Items listed in a dataset
----------
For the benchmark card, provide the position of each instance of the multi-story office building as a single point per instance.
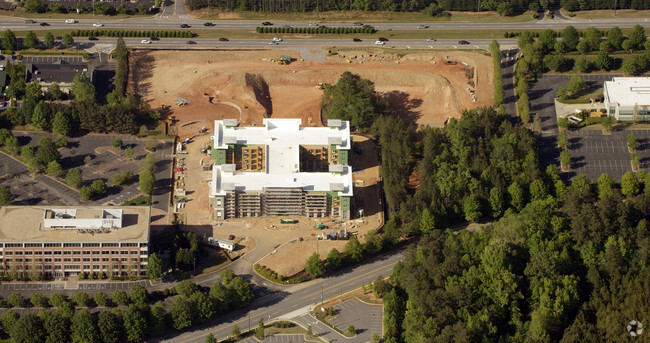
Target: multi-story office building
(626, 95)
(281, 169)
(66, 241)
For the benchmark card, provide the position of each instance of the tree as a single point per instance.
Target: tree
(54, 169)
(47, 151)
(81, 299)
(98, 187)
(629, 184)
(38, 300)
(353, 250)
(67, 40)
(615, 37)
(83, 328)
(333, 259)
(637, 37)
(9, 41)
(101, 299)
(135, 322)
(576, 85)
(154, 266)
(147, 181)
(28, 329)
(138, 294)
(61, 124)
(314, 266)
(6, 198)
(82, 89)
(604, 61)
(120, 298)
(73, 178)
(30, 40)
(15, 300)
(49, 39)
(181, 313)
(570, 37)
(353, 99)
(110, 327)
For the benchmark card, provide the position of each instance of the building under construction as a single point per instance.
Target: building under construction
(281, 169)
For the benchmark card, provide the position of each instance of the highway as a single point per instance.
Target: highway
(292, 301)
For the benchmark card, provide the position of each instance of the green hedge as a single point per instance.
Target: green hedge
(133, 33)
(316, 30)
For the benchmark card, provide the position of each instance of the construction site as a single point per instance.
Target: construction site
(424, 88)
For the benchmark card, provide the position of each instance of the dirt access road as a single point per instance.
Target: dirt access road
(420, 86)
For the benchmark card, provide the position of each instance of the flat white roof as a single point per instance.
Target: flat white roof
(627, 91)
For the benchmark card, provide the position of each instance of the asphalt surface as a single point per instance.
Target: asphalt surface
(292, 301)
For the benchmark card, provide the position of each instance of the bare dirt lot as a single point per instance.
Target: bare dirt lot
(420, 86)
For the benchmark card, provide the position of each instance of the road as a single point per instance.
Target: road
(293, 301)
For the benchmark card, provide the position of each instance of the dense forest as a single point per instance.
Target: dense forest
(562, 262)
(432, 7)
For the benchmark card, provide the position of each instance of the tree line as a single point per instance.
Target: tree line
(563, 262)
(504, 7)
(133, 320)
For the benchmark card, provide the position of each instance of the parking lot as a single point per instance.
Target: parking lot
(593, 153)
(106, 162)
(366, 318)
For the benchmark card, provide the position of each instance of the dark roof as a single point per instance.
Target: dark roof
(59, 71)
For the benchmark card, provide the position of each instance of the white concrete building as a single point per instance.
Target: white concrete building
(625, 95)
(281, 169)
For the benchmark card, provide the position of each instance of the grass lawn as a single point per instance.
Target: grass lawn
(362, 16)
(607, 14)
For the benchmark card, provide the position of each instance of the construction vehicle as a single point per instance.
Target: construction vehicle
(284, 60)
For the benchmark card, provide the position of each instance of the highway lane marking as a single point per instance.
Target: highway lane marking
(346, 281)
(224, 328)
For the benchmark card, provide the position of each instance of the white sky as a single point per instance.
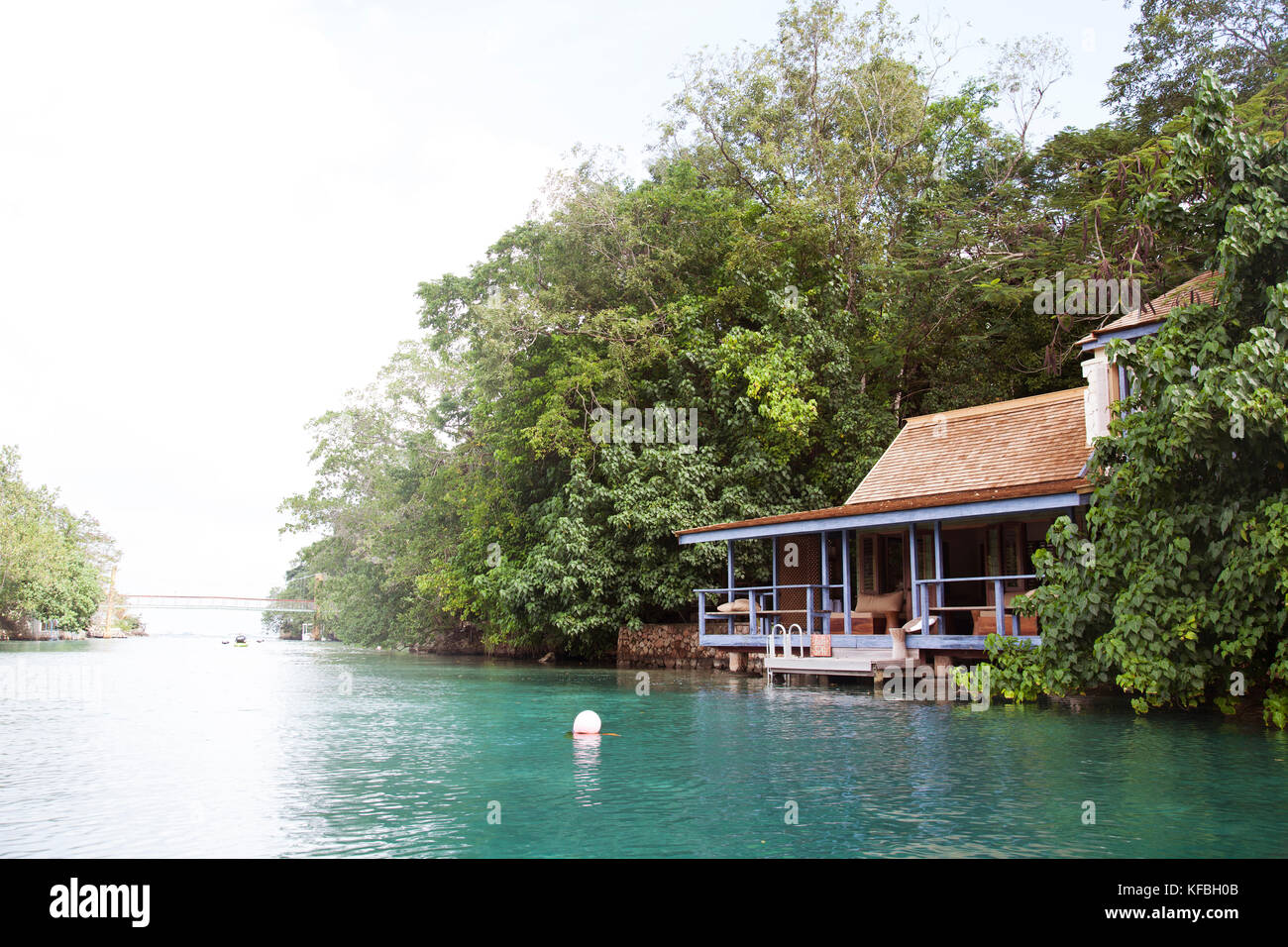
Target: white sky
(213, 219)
----------
[What you need to do]:
Every entry should be returned exactly as written, minus the pictures.

[Problem solution]:
For the benchmark card, provide the position of each instance of the multi-story office building as a single point per instance.
Target: multi-story office building
(626, 95)
(281, 169)
(66, 241)
For the benchmark card, provide the position of each instance of the tree as a single point per instance.
Target: tree
(54, 169)
(47, 151)
(81, 299)
(98, 187)
(629, 184)
(38, 300)
(353, 250)
(67, 40)
(615, 37)
(83, 328)
(333, 259)
(637, 37)
(9, 41)
(101, 299)
(135, 322)
(576, 85)
(154, 266)
(147, 181)
(28, 329)
(138, 294)
(61, 124)
(314, 266)
(6, 198)
(82, 89)
(604, 61)
(120, 298)
(73, 178)
(30, 40)
(15, 300)
(49, 39)
(181, 313)
(570, 37)
(353, 99)
(110, 327)
For the benchmark card, provide the position of each instance of the building under construction as a single point per instance.
Target: building under construction
(281, 169)
For the benchmark card, provide the position of each instance of the highway as a single point per instance.
Target: highway
(292, 301)
For the benchmark card, provide the position of each instance of the green hedge as a single point per instance.
Target: green hedge
(133, 33)
(316, 30)
For the benchmark card, provide the position of each instance of the construction site as a single point per instance.
Target: construction site
(424, 88)
For the benchmark card, provide the position of each instance of the dirt access road as a single point per instance.
Target: dirt access road
(420, 86)
For the benchmark card, provide the position of each instance of the flat white roof as a single point per instance.
Target: flat white roof
(627, 91)
For the benchmark card, provide the position of each instance of the asphalt surface as a single point per instance.
Target: asphalt surface
(292, 301)
For the benchmark card, provide the position of each instance of the bare dirt lot as a single point per instance.
Target: bare dirt lot
(420, 86)
For the benchmark card, provide the position of each instance of the road as a single point per instance.
Target: road
(293, 301)
For the benchmark card, provide the position of each instance of the dense forest as a single point per instance.
Target: dense forest
(562, 262)
(432, 7)
For the benchmark card, provide the position of each instance of the tree line as a single point per instance.
Target: tree line
(563, 262)
(504, 7)
(133, 320)
For the benchmark card, provide the position of each instance of the parking lot as a single point per instance.
Target: parking lot
(593, 153)
(106, 162)
(366, 318)
For the benchmark card, provide the position of each instance of the dark roof as a single point per instance.
Target: dark roof
(59, 71)
For the benchmark card, provide the position of each instance of the white concrete building as a single point per instance.
Target: white concrete building
(625, 95)
(281, 169)
For the benchmark card, provide the position of each instance of the grass lawn as a single point per instance.
Target: grass lawn
(362, 16)
(607, 14)
For the benchmark card, provide the position of each instance of the construction vehicle as a single point per instance.
Target: construction vehicle
(284, 60)
For the benchmark card, provide the position of each instance of the highway lane marking as a single point per instance.
Target: highway lane marking
(346, 281)
(224, 328)
For the benchmark card, provide the position of each instance of the white sky as a single point per instance.
Target: white sky
(213, 219)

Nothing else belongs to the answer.